TEXTE SOURCE >>

*-*-*

Sans entrer dans la critique du capitalisme faite ici, concentrons-nous sur la question du "sans". Même si elle évoque le côté positif du mot (sans sucre, cela veut dire bon pour la santé), Mazarine Pingeot bascule rapidement sur le sens de "manque" à l’origine de la déconstruction philosophique qu’elle entend opérer dans le marketing et dans notre société de consommation : nous achèterions du manque sans même nous en rendre compte. Qu’en penser ?
Je remarque que plusieurs dictionnaires définissent d’abord "sans" par absence, alors que manque vient en deuxième. Ce n’est pas innocent. Le mot absence possède une signification plus ample que celui de manque. Le manque est une absence dommageable par rapport à un besoin, une nécessité naturelle : je manque de sommeil, il me manque de l’argent pour vivre. Le mot absence peut être utilisé pour signifier — non un manque — mais quelque chose de positif : l’absence de soucis, l’absence de défauts… et le marketing me semble-t-il, le comprend ainsi : on ne vend pas du manque, les gens ne sont pas fous, on vend de la qualité, qui est précisément l’absence de toxicité pour notre santé ou pour la planète.
Les référentiels du marketing « sans »
Derrière l’attrait du mot "sans" comme absence positive se profilent plusieurs valeurs : la santé, l’écologie et l’éthique. Il ne faut pas y voir forcément un phagocytage du système capitaliste qui récupérerait habilement à son compte des valeurs qui lui sont étrangères. On peut y déceler une invitation à mieux acheter : non plus seulement par intérêt ou pour le plaisir, mais en intégrant des valeurs que l’on estime plus justes, humaines, universelles. L’acte d’achat ou de vente est abordé du point de vue de notre liberté, de notre responsabilité à chacun. Si j’achète un dessert "sans sucres ajoutés", c’est parce que j’estime que c’est meilleur pour ma santé. Ce dernier critère vient s’ajouter à celui du prix ou encore du plaisir. En étant convaincu que l’huile de palme est cultivée d’une façon excessive et anti-écologique, on peut considérer que ce critère mérite à son tour d’être intégré dans l’acte d’achat. Chacun est libre en fonction de ses critères et de ses possibilités financières.

*-*-*

LISTE DES TÂCHES >>
1. Pouvez-vous recopier le texte sur le marketing « sans » depuis "Je remarque que" jusqu'à "pour la planète." inclus ?
2. Pourriez-vous poursuivre le texte sur le marketing « sans » à partir de sa dernière phrase ?
Les lignes ci-après n'ont aucun rapport avec le texte sur le marketing « sans ».

*-*-*

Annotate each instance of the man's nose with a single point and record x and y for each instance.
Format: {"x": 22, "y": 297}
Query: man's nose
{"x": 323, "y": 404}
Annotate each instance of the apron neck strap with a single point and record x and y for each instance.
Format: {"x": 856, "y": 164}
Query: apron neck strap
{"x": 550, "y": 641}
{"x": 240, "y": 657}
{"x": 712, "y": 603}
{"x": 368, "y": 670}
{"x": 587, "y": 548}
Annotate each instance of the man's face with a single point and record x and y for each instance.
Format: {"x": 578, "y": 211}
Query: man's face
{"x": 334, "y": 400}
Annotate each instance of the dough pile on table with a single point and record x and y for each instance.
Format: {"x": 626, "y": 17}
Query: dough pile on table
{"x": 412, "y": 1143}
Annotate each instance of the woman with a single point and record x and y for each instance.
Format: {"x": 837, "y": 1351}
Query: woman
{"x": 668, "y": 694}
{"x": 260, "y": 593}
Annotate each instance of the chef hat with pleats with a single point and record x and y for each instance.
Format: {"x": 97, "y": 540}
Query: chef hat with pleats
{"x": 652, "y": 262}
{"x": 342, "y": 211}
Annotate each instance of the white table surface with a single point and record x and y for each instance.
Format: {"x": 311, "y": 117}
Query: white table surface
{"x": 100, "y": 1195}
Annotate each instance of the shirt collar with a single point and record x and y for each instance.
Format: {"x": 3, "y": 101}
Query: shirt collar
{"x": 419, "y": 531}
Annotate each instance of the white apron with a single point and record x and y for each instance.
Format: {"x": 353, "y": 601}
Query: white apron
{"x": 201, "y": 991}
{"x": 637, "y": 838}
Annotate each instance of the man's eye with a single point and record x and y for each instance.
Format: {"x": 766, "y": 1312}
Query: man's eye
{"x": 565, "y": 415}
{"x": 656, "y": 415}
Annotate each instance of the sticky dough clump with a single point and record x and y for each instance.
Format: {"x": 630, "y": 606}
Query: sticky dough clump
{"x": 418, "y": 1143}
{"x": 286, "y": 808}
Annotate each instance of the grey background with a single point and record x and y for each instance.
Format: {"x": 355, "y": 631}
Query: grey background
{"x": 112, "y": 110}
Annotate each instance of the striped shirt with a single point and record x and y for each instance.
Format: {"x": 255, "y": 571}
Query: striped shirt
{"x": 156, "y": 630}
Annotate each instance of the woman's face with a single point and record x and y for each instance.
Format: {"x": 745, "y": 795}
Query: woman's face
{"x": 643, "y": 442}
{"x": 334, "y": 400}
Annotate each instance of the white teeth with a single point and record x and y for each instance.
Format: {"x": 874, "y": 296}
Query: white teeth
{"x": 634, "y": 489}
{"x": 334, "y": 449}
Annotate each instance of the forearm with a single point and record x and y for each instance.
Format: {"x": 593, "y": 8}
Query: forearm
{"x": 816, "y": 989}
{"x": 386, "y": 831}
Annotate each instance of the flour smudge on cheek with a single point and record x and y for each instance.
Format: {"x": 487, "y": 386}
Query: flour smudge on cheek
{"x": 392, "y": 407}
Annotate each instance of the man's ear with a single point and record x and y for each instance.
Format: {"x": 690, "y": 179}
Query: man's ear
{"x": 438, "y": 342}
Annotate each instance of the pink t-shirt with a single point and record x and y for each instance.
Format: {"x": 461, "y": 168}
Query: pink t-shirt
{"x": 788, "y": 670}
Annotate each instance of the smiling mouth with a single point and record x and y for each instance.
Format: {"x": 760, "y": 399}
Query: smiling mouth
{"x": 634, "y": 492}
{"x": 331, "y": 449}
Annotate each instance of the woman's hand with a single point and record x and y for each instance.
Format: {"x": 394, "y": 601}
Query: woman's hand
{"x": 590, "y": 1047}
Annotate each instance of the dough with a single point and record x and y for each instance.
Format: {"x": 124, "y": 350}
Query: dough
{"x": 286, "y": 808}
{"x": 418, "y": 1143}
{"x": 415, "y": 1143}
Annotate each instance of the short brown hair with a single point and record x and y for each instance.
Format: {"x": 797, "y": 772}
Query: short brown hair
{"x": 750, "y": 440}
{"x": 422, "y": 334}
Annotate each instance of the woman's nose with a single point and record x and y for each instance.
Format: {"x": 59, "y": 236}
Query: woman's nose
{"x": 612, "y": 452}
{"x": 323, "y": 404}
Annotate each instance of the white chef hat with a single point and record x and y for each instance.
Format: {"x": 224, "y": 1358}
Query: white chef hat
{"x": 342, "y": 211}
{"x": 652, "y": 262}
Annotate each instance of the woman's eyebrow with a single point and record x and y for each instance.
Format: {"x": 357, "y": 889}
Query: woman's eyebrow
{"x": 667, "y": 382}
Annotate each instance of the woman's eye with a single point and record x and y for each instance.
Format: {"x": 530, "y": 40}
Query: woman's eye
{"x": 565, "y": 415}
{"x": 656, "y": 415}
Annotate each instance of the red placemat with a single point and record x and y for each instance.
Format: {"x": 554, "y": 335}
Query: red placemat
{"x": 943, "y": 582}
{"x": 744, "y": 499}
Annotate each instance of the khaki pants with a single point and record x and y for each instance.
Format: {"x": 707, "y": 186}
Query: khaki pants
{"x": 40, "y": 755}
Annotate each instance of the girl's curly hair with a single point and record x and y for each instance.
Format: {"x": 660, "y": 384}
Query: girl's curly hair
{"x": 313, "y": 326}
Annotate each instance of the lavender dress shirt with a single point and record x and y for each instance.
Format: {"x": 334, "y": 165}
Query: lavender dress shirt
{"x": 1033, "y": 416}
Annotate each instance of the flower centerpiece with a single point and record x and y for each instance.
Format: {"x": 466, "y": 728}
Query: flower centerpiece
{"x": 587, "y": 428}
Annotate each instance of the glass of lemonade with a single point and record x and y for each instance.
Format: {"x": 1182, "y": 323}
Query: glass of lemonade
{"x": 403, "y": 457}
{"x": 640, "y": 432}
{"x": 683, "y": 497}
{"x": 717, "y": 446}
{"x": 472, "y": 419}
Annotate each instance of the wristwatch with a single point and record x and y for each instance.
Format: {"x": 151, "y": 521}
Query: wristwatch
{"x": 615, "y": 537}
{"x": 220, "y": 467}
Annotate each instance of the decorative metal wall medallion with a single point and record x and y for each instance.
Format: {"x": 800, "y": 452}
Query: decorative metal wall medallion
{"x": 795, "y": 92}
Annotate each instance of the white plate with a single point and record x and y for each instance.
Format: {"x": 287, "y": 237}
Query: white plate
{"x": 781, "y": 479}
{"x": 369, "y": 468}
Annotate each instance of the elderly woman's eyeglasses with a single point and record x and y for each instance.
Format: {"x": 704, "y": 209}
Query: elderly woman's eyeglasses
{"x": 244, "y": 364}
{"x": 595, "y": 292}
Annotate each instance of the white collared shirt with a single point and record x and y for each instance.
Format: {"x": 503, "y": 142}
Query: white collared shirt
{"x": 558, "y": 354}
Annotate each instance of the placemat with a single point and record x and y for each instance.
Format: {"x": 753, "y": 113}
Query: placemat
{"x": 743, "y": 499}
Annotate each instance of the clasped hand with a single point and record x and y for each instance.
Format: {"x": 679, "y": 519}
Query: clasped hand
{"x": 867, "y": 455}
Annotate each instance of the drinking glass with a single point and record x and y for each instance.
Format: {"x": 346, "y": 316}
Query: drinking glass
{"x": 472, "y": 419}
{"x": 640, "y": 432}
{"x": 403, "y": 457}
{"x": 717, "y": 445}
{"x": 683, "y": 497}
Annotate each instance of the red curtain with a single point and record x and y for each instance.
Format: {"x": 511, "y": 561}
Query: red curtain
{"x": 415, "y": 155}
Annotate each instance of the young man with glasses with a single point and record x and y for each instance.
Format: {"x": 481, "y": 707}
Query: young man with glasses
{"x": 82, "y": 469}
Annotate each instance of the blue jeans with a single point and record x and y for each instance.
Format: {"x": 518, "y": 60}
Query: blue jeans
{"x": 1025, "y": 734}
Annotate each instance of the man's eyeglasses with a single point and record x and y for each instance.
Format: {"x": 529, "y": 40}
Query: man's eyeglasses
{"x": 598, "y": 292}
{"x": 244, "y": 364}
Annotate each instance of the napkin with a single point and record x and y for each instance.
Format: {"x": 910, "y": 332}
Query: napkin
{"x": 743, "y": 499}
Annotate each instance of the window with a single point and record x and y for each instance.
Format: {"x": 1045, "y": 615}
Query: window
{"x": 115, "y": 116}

*-*-*

RÉPONSES PAR TÂCHE >>
1.
Je remarque que plusieurs dictionnaires définissent d’abord "sans" par absence, alors que manque vient en deuxième. Ce n’est pas innocent. Le mot absence possède une signification plus ample que celui de manque. Le manque est une absence dommageable par rapport à un besoin, une nécessité naturelle : je manque de sommeil, il me manque de l’argent pour vivre. Le mot absence peut être utilisé pour signifier — non un manque — mais quelque chose de positif : l’absence de soucis, l’absence de défauts… et le marketing me semble-t-il, le comprend ainsi : on ne vend pas du manque, les gens ne sont pas fous, on vend de la qualité, qui est précisément l’absence de toxicité pour notre santé ou pour la planète.

2.
Et l’éthique là-dedans ?
On peut aller plus loin dans l’approche "sans". On trouve aujourd’hui des plaques de chocolat "équitables et éthiques", "éthiquables", "sans pesticides ni engrais chimiques, pour préserver la planète autant que la santé des travailleurs". La transparence concernant le contenu des produits, l’absence de toxicité sont aussi des arguments éthiques de vente, qui peuvent révéler l’intérêt commun du vendeur et de l’acheteur. Ils préservent la santé des "travailleurs", et entendent présenter sans mauvaise foi ni fourberie un produit sain. L’éthique est bien ici un critère supplémentaire pour le consommateur, qu’il peut intégrer à son acte d’achat. À lui d’en décider. Bien entendu, on peut utiliser l’argument éthique ou écologique pour vendre plus, une telle démarche peut se révéler non seulement éthique, mais aussi efficace, et même plus efficace qu’une démarche purement intéressée !
La morale du « sans »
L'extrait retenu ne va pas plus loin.